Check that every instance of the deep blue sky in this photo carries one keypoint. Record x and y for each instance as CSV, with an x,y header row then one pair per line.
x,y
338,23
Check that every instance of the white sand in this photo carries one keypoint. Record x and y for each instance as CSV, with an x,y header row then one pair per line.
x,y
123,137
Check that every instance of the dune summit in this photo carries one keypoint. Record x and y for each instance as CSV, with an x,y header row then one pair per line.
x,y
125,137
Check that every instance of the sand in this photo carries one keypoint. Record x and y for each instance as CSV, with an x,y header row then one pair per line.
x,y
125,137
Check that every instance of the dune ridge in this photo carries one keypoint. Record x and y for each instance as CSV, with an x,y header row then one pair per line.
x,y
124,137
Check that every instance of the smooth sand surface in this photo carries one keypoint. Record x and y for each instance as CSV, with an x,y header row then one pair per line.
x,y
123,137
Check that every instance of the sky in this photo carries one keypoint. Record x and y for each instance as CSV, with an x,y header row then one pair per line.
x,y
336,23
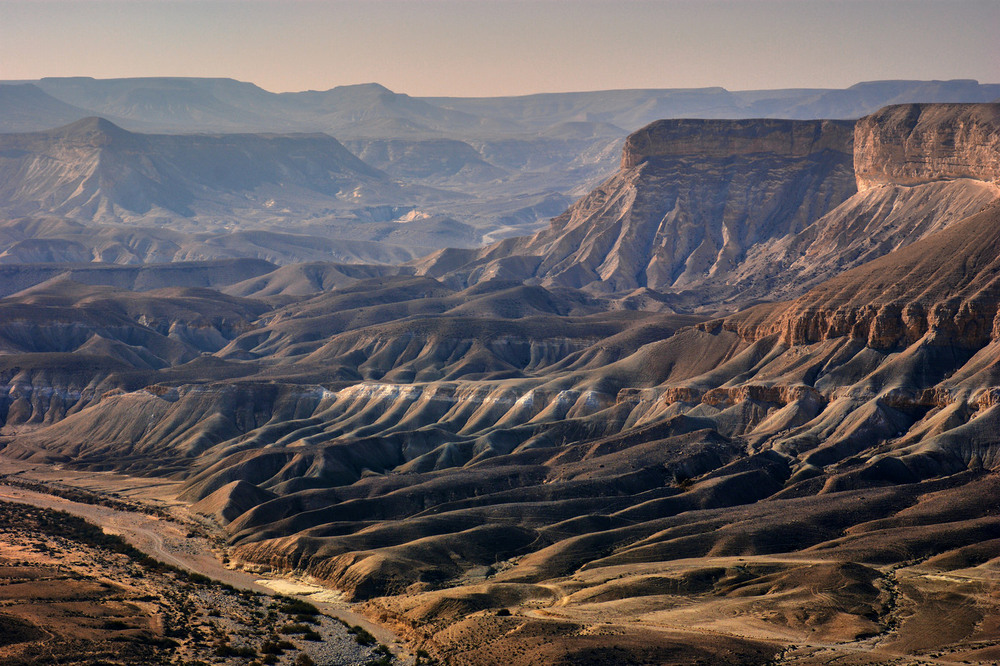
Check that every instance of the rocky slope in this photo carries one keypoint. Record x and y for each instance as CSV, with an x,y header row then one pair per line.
x,y
94,170
516,469
765,210
689,201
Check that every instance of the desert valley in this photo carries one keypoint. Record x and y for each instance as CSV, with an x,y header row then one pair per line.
x,y
630,377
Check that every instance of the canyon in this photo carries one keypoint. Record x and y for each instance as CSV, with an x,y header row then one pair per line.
x,y
757,361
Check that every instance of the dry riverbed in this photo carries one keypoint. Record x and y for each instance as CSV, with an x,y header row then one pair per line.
x,y
161,614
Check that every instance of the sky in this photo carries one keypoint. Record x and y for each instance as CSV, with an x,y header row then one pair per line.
x,y
483,48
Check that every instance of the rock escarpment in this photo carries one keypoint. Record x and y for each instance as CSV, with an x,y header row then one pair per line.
x,y
725,213
691,198
911,144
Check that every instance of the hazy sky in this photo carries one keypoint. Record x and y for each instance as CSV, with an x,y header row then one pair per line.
x,y
505,47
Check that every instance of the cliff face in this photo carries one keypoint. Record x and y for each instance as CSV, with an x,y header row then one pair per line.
x,y
943,286
94,170
730,138
918,143
731,212
690,200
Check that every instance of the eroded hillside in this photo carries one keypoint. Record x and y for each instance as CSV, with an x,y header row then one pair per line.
x,y
532,451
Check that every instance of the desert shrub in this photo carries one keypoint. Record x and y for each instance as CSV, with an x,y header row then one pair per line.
x,y
361,635
291,606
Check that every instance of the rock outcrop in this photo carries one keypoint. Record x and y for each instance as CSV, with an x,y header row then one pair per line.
x,y
692,197
911,144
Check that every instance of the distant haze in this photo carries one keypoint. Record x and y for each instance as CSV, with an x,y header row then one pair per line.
x,y
505,47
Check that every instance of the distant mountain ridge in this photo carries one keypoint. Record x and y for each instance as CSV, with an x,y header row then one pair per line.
x,y
371,110
94,170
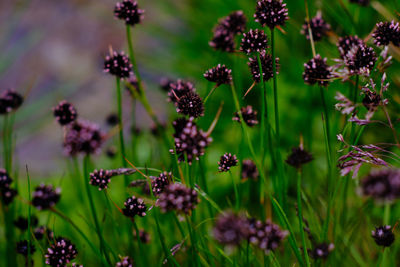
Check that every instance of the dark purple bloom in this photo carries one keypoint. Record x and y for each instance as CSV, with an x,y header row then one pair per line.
x,y
271,13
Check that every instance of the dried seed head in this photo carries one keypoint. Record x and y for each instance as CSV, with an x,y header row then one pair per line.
x,y
360,60
235,23
60,253
190,142
387,32
317,71
65,113
271,13
249,169
177,197
383,236
267,236
134,206
254,41
83,137
45,196
125,262
219,75
249,116
178,89
346,43
222,40
128,11
100,178
190,104
22,247
160,182
319,28
230,228
321,251
118,64
226,162
298,157
266,65
10,101
382,184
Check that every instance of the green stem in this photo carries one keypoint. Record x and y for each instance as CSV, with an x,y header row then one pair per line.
x,y
237,203
92,207
300,213
263,110
121,128
275,87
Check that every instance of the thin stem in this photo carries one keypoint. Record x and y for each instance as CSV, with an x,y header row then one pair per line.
x,y
237,203
121,128
300,213
263,110
275,87
92,206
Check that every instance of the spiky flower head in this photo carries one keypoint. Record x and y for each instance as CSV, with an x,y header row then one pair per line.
x,y
160,182
125,262
383,235
219,75
266,235
360,2
360,60
83,137
100,178
177,197
134,206
190,104
222,40
230,228
190,142
10,100
346,43
226,162
271,13
254,41
60,253
234,23
383,185
387,32
128,11
266,65
118,64
249,169
178,89
298,157
22,247
65,113
322,251
5,179
319,28
249,116
45,196
317,71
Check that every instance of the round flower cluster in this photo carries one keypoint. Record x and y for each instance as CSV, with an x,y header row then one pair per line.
x,y
65,113
226,162
60,253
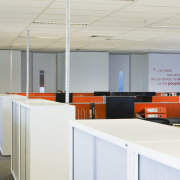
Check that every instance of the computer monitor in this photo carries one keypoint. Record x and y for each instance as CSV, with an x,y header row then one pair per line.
x,y
119,107
101,93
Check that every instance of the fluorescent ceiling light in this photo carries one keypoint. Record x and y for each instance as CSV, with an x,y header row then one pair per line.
x,y
40,37
59,23
176,27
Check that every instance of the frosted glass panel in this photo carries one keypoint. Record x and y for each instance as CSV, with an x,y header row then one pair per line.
x,y
83,156
111,161
153,170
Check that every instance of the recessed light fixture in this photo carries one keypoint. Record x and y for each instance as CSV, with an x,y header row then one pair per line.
x,y
40,37
176,27
59,23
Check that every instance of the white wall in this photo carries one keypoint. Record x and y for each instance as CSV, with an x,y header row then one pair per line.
x,y
164,72
5,71
139,73
118,63
89,71
46,62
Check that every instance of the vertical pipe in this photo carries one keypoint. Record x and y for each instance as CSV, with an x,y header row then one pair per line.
x,y
67,50
27,56
10,71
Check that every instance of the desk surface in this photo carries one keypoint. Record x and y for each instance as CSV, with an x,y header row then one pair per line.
x,y
156,137
132,130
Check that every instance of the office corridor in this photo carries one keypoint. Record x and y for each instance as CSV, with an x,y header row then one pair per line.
x,y
5,168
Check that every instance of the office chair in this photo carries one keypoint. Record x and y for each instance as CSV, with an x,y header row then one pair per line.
x,y
158,120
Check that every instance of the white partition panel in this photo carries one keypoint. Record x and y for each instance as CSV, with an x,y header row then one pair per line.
x,y
83,156
153,170
111,161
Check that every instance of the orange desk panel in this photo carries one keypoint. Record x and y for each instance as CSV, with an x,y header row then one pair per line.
x,y
100,111
165,99
41,97
155,110
172,109
88,99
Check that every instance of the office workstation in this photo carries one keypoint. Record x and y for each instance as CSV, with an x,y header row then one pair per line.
x,y
89,90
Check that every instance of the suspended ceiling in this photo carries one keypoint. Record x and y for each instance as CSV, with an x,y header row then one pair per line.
x,y
97,25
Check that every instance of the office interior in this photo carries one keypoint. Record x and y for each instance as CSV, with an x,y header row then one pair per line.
x,y
123,116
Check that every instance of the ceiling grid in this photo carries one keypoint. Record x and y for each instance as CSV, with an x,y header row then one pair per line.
x,y
97,25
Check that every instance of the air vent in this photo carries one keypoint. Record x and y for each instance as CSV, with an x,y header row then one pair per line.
x,y
59,23
100,36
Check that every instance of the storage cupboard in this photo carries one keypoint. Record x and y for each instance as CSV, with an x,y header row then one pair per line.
x,y
40,140
6,122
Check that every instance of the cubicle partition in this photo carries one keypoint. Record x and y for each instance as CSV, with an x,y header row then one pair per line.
x,y
128,149
40,139
6,122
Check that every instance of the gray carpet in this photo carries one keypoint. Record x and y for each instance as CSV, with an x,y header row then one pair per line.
x,y
5,168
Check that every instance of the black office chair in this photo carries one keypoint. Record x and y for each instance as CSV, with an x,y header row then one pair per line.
x,y
158,120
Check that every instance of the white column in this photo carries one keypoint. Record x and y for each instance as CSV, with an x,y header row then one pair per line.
x,y
67,80
27,56
10,89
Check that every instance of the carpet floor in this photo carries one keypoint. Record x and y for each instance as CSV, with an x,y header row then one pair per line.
x,y
5,168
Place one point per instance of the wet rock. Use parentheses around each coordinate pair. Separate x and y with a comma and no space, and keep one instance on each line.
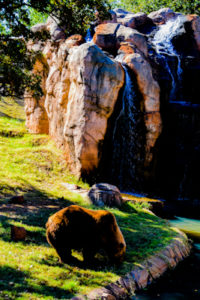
(141,277)
(113,18)
(117,291)
(195,23)
(74,40)
(101,293)
(18,233)
(104,194)
(162,15)
(150,91)
(136,21)
(39,27)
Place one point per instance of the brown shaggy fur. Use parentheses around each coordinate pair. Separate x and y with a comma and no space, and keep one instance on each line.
(87,230)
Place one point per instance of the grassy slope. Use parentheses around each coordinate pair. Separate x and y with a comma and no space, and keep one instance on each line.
(31,164)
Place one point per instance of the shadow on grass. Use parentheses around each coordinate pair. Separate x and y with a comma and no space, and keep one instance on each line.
(34,212)
(144,233)
(13,283)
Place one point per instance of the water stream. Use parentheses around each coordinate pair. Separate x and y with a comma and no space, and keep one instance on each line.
(126,138)
(165,50)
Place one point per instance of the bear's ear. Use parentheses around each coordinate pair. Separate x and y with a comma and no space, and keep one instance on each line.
(107,220)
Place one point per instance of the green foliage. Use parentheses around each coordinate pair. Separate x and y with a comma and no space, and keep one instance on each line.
(37,17)
(16,18)
(147,6)
(31,165)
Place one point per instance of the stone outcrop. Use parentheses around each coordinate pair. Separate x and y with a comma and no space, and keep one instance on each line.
(36,115)
(104,194)
(84,83)
(80,92)
(136,21)
(141,276)
(110,36)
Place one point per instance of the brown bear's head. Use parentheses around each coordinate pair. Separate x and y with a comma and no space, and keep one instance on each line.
(112,238)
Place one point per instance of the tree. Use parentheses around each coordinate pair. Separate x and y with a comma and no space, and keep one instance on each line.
(17,16)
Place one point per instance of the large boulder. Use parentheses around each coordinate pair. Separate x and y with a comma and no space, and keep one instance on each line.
(36,115)
(110,36)
(104,194)
(128,19)
(95,83)
(80,92)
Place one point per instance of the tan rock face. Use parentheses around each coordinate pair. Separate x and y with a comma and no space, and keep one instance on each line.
(80,92)
(95,84)
(36,115)
(110,36)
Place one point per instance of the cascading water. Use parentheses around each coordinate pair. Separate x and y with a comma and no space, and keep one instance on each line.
(88,37)
(162,42)
(127,140)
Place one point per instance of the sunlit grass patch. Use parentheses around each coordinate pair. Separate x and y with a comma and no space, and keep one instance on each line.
(31,165)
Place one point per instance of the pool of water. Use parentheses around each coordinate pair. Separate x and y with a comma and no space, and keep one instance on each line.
(184,281)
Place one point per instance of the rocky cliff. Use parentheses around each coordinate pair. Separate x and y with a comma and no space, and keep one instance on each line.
(84,86)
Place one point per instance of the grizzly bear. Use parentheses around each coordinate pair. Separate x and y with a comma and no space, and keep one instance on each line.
(86,230)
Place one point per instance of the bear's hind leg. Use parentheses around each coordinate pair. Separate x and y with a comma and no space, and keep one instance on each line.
(88,255)
(64,255)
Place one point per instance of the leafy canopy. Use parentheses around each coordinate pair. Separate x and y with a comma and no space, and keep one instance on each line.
(16,18)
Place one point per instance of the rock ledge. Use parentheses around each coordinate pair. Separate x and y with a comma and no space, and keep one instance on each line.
(145,273)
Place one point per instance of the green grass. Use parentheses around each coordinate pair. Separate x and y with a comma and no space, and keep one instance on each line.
(31,165)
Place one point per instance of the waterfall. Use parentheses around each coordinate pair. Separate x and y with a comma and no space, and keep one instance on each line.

--------------------

The response should hold only an exact repeat of the lines from the one with "Place one point per instance of the bear's hind" to the final line of the listing above.

RESULT BELOW
Place one point per instance of the bear's hind leg. Use parentheses around each coordinate pair. Separate x and y with a comma and no space, and keep one instance on each line.
(88,255)
(64,255)
Place one point per instance of the leafy canopy. Use parentheses around each coordinate pair. Separate x and y with a comma and no space, and keep one instance on each line.
(16,18)
Place one point per instance of the rock ledge. Use parentheses around each coordinate pair. Separate x and y with a comma and no space, and keep one instance on each line.
(145,273)
Place one point per instance of the green grass. Use parentheses around each coordinate pair. Separate x and y with a comma and no space, and keep one instance on each line.
(31,165)
Place one point per instance of the waterfall. Use parentheses around each coordinate pair. Separate x and y with a comma and no space, and keep one instance on each line.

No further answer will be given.